* What you will do: Copy the lines of the records from the line with "Could you please spot the white boat" up to and including the line with "Target: white boat cabin", reproducing each one precisely.

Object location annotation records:
>> START

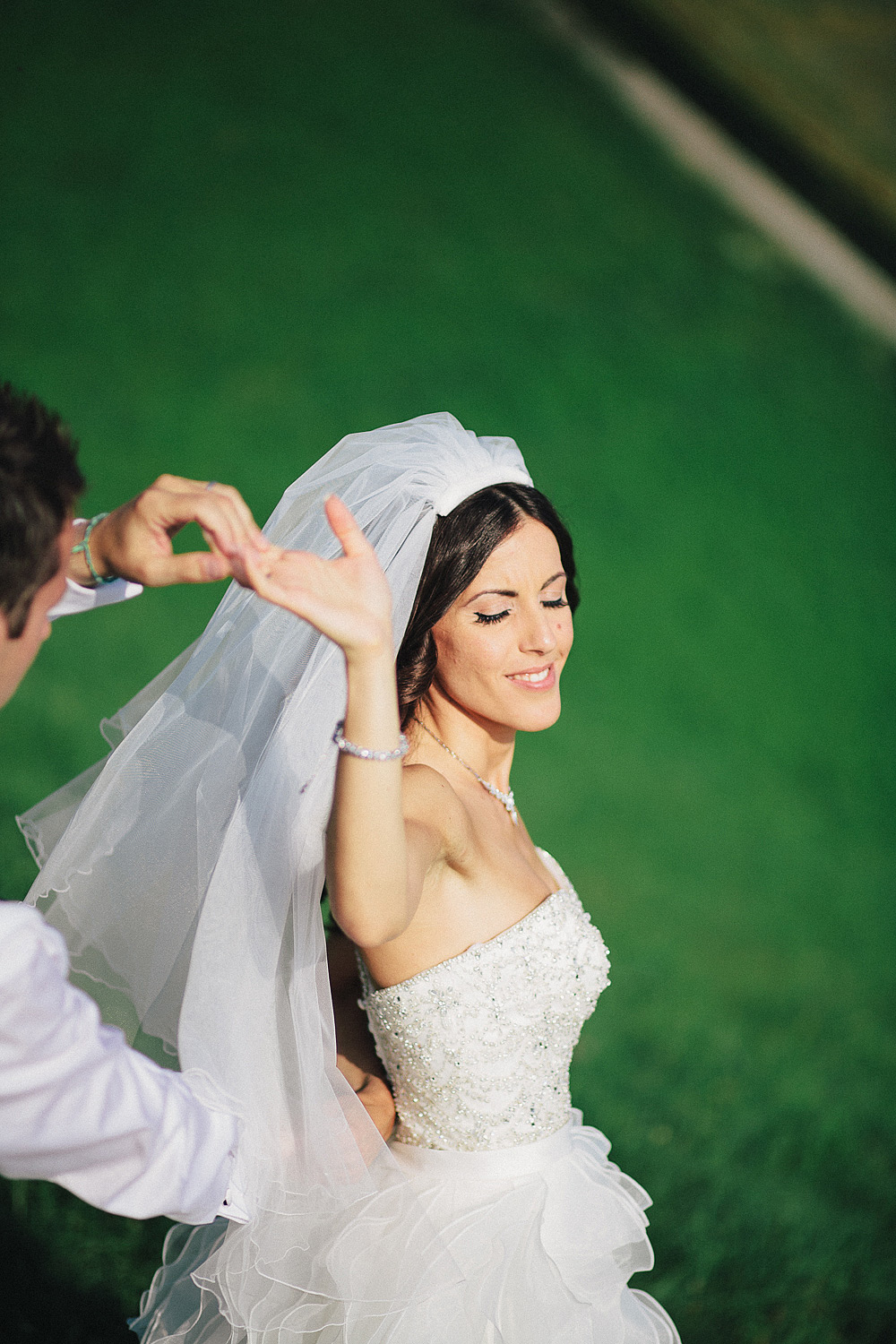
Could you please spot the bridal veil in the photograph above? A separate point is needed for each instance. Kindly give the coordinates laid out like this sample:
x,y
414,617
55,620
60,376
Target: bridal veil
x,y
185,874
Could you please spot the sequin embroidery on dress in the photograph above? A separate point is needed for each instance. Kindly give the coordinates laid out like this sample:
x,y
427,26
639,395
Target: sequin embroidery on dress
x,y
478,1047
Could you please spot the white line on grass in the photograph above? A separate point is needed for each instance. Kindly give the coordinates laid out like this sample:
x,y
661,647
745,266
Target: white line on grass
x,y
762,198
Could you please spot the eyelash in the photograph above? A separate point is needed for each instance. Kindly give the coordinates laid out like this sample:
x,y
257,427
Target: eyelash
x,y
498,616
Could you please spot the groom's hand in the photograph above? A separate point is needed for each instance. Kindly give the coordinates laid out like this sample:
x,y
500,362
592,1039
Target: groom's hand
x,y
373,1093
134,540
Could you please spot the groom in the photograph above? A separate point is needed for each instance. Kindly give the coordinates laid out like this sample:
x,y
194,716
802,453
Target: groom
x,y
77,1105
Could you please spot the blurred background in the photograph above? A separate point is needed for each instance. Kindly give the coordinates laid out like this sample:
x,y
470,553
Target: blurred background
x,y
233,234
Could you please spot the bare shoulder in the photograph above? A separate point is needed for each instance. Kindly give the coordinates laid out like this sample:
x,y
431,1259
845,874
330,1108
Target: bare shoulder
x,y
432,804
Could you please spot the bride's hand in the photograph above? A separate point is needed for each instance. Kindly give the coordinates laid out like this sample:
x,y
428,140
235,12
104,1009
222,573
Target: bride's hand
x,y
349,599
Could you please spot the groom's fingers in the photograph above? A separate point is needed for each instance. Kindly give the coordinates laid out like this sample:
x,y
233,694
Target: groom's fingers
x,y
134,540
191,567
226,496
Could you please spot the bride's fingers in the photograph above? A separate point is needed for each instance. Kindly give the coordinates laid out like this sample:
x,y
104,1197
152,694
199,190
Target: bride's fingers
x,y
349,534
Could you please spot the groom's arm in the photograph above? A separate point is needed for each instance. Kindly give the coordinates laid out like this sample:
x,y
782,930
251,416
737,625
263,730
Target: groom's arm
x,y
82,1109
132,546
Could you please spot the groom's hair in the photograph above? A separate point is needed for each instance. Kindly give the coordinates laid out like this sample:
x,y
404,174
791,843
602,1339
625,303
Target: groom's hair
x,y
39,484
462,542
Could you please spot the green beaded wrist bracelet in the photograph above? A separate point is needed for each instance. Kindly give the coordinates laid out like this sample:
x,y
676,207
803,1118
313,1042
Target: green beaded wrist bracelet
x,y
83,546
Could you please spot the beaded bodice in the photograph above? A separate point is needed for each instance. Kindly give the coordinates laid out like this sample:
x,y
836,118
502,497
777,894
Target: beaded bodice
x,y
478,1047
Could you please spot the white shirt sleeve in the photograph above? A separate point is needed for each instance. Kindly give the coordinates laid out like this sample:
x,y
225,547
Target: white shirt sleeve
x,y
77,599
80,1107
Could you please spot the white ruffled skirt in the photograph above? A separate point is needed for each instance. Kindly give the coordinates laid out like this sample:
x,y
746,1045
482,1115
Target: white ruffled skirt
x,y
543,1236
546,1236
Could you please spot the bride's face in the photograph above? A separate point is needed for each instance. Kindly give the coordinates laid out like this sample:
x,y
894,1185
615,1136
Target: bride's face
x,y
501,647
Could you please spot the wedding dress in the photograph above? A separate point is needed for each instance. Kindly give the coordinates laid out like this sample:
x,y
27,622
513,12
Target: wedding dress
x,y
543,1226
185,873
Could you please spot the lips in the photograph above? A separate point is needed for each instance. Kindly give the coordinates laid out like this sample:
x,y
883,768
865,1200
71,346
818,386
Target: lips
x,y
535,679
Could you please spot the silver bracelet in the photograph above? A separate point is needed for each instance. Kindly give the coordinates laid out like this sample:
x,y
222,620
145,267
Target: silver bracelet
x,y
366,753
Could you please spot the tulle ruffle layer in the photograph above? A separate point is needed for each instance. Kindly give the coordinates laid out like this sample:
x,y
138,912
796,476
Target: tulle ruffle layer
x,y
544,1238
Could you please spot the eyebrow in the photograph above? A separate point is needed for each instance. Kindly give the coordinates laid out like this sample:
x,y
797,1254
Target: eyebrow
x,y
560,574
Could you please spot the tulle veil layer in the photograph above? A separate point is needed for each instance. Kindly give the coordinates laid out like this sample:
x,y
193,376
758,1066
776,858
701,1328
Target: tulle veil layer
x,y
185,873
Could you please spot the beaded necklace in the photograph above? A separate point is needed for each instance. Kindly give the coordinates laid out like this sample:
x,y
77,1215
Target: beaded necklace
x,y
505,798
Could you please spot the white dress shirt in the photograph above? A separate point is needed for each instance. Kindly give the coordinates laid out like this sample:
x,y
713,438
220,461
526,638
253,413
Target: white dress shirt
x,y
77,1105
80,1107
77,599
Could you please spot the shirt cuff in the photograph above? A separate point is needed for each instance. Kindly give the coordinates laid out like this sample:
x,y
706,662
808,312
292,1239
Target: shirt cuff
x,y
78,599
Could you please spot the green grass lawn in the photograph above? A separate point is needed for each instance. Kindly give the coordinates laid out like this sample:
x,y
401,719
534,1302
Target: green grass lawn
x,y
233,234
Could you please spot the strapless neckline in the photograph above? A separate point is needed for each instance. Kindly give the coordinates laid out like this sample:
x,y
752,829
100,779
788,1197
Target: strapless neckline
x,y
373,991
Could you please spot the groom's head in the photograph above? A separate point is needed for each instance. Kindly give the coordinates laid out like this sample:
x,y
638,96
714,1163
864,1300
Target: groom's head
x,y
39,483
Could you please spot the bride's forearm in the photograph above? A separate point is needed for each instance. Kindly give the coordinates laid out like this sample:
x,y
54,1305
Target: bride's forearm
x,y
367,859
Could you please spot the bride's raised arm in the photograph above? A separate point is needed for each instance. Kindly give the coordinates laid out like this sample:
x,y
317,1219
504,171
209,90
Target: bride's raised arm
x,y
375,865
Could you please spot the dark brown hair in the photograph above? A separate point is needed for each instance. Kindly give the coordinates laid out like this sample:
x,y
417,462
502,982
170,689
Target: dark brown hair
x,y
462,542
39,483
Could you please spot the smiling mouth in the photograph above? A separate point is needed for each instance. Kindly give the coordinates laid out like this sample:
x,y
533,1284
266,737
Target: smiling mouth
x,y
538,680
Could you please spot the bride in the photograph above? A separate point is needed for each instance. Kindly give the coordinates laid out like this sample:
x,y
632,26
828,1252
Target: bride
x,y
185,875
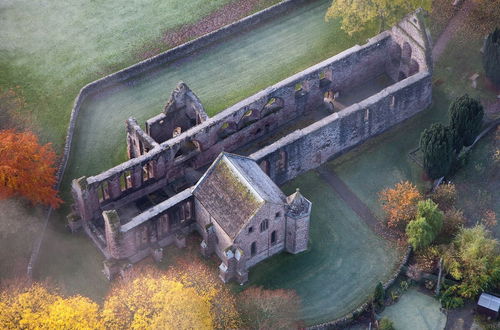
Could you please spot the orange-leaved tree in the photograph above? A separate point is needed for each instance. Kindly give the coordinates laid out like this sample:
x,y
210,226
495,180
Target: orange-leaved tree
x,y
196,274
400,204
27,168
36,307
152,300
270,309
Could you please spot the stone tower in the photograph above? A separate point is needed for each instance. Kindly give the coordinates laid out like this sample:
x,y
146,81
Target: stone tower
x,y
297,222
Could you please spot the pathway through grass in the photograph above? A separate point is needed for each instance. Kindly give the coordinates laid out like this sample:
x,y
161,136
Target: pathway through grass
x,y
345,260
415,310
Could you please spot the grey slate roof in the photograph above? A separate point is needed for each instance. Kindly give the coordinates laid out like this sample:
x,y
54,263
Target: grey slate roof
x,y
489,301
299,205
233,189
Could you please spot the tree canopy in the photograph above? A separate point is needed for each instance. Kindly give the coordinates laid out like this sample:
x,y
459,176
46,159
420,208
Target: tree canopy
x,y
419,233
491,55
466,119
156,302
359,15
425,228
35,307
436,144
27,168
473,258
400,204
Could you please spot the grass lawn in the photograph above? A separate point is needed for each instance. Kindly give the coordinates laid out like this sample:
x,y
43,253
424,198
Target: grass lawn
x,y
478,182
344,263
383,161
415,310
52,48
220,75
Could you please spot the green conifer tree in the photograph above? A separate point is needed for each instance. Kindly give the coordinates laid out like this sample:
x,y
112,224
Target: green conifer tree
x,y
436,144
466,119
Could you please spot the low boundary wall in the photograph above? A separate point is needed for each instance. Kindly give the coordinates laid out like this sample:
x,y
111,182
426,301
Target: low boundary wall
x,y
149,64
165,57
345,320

>> END
>> START

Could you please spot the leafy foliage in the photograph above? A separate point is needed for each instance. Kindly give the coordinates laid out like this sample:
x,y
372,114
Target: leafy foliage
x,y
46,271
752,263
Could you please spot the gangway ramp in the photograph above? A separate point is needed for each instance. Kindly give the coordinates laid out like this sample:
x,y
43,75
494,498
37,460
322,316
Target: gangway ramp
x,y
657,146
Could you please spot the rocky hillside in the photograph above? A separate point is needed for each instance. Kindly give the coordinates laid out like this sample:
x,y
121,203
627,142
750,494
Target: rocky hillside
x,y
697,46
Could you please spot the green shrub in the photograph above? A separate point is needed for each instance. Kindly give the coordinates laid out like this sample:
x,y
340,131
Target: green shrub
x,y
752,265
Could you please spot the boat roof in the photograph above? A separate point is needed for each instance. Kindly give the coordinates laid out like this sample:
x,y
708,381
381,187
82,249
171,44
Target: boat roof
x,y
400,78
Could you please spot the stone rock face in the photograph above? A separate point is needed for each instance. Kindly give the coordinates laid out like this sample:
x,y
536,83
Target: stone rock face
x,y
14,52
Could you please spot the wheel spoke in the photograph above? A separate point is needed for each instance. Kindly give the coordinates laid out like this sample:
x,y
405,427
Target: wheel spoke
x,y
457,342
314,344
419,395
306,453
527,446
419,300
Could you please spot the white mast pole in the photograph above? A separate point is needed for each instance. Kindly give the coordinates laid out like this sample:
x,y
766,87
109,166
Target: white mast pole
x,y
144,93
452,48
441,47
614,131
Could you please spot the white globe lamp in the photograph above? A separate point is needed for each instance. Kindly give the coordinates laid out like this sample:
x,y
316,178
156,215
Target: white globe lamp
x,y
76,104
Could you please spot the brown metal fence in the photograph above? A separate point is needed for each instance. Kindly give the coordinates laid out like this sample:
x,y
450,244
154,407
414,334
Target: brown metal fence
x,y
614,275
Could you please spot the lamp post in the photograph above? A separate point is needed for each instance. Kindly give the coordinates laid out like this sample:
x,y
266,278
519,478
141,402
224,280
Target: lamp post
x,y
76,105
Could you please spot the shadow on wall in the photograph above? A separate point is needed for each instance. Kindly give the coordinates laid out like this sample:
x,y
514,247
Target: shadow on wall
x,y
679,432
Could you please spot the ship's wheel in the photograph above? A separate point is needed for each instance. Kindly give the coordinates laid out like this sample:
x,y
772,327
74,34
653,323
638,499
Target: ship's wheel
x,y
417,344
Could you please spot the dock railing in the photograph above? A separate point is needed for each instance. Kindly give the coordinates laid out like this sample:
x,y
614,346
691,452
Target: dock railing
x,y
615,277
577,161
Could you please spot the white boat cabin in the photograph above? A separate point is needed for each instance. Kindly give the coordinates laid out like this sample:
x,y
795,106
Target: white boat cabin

>> END

* Problem solution:
Could you please spot the white boat cabin in the photograph above? A separate point is needed for each instance. Kindly give the coordinates laid out like this sample:
x,y
795,106
Target: white boat cabin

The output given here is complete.